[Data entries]
+--

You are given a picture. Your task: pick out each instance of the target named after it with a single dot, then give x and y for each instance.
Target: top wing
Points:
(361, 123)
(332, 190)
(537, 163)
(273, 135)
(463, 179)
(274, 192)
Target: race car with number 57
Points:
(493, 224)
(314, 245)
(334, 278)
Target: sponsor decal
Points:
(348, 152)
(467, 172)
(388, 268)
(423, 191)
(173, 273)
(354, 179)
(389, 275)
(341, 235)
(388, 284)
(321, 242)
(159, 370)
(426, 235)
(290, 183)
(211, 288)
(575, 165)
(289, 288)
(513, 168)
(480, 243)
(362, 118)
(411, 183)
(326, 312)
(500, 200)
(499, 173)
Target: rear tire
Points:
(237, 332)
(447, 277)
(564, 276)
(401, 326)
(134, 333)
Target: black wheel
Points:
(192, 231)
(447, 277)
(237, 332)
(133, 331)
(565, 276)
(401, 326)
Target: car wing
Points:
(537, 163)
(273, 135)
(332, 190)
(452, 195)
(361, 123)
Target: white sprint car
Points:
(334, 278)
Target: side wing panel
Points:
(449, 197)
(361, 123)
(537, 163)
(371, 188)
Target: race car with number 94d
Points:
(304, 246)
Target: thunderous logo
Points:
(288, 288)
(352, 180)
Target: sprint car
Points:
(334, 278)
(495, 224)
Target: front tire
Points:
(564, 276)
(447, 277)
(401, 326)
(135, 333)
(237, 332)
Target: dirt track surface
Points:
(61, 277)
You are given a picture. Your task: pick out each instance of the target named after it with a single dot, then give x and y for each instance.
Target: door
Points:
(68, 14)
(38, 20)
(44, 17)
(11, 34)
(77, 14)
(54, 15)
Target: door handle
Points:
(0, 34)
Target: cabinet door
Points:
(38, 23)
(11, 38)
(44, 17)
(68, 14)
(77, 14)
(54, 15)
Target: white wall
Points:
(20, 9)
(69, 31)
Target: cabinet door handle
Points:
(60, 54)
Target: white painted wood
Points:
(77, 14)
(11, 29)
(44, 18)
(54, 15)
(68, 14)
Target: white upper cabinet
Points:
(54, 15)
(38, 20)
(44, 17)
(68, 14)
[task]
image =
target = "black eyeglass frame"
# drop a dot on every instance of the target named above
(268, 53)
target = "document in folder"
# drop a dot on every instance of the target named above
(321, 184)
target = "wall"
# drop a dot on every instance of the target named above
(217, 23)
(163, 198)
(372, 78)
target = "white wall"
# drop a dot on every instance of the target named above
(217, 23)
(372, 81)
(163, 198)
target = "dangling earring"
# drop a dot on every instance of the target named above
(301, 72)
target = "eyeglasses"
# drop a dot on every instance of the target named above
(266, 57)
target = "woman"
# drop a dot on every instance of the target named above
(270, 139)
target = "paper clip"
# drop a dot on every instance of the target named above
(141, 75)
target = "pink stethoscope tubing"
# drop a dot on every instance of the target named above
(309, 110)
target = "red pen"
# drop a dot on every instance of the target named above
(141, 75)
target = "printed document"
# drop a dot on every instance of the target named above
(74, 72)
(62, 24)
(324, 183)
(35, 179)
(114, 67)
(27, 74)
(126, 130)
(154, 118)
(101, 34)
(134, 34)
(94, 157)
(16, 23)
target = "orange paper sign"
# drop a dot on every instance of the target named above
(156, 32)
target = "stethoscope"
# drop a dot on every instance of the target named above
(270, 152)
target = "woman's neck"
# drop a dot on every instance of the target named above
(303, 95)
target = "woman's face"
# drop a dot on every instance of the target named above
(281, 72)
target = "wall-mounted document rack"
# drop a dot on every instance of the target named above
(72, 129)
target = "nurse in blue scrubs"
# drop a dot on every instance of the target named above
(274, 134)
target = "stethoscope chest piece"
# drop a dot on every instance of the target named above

+--

> **GOAL OF THE EXERCISE**
Retype the data exactly as it reads.

> **TASK SOLUTION**
You are given a picture. Your task: pick out each instance of the target named after it with a single dot, then give x and y for each instance.
Target: top wing
Points:
(361, 123)
(332, 190)
(537, 163)
(273, 135)
(463, 179)
(274, 192)
Target: race car with number 57
Points:
(493, 224)
(314, 245)
(334, 278)
Target: sponsor decal
Points:
(348, 152)
(467, 172)
(388, 268)
(423, 191)
(173, 273)
(354, 179)
(389, 275)
(341, 235)
(388, 284)
(321, 242)
(159, 370)
(426, 235)
(290, 183)
(211, 288)
(575, 165)
(289, 288)
(513, 168)
(480, 243)
(362, 118)
(411, 183)
(326, 312)
(500, 200)
(499, 173)
Target: rear tire
Points:
(237, 332)
(447, 277)
(564, 276)
(401, 326)
(134, 333)
Target: black wheel
Points:
(192, 231)
(447, 277)
(237, 332)
(133, 331)
(565, 276)
(401, 326)
Target: car wing
Points:
(537, 163)
(273, 135)
(332, 190)
(452, 195)
(361, 123)
Target: white sprint car
Points:
(334, 278)
Target: side wing panel
Points:
(449, 197)
(361, 123)
(537, 163)
(371, 188)
Target: race car with number 94d
Points:
(304, 246)
Target: thunderous logo
Points:
(288, 288)
(352, 180)
Target: sprint car
Points:
(334, 278)
(495, 224)
Target: front tire
Points:
(564, 276)
(447, 277)
(401, 326)
(135, 333)
(237, 332)
Target: dirt track surface
Points:
(61, 277)
You are given a picture. Your task: pick out each instance of the target named after it with a single dot, then give x and y for each instance.
Target: door
Points:
(68, 14)
(38, 20)
(44, 17)
(11, 34)
(77, 14)
(54, 15)
Target: door handle
Points:
(0, 34)
Target: cabinet door
Points:
(38, 23)
(11, 38)
(44, 17)
(68, 14)
(77, 14)
(54, 15)
Target: white wall
Points:
(20, 9)
(69, 31)
Target: cabinet door handle
Points:
(60, 54)
Target: white painted wood
Points:
(77, 14)
(11, 29)
(44, 18)
(54, 15)
(68, 14)
Target: white upper cabinet
Points:
(54, 15)
(38, 20)
(44, 17)
(68, 14)
[task]
image =
target = "black eyeglass frame"
# drop a dot on every instance of the target named above
(268, 53)
target = "document in folder"
# drop a dot on every instance of the target named above
(321, 184)
target = "wall"
# drop a dot on every instance of the target named above
(217, 23)
(163, 198)
(372, 78)
target = "white wall"
# drop a dot on every instance of the target named above
(217, 23)
(372, 81)
(163, 198)
target = "dangling earring"
# drop a dot on every instance of the target named above
(301, 72)
target = "eyeglasses"
# drop a dot on every instance of the target named above
(266, 57)
target = "woman"
# drop a dot on every instance of the target named above
(270, 139)
target = "paper clip"
# drop a dot on every instance of the target named above
(141, 75)
target = "pink stethoscope tubing"
# drop a dot on every instance of the target named above
(309, 110)
target = "red pen"
# drop a dot on every instance of the target named above
(141, 75)
target = "printed document"
# drop a dot on every instance of the target named above
(74, 72)
(62, 24)
(324, 183)
(35, 179)
(114, 67)
(27, 74)
(126, 130)
(154, 118)
(101, 34)
(134, 34)
(94, 157)
(16, 23)
target = "orange paper sign"
# drop a dot on every instance of the target named above
(156, 32)
target = "stethoscope"
# drop a dot on every instance of the target named above
(270, 152)
target = "woman's neck"
# drop a dot on every instance of the target named above
(303, 95)
target = "woman's face"
# drop a dot on every instance of the target named above
(281, 72)
target = "wall-mounted document rack"
# drop a dot on every instance of the target named above
(72, 129)
target = "nurse in blue scrubs"
# drop a dot on every instance of the target named above
(274, 134)
target = "stethoscope chest piece"
# drop a dot on every instance of the target named above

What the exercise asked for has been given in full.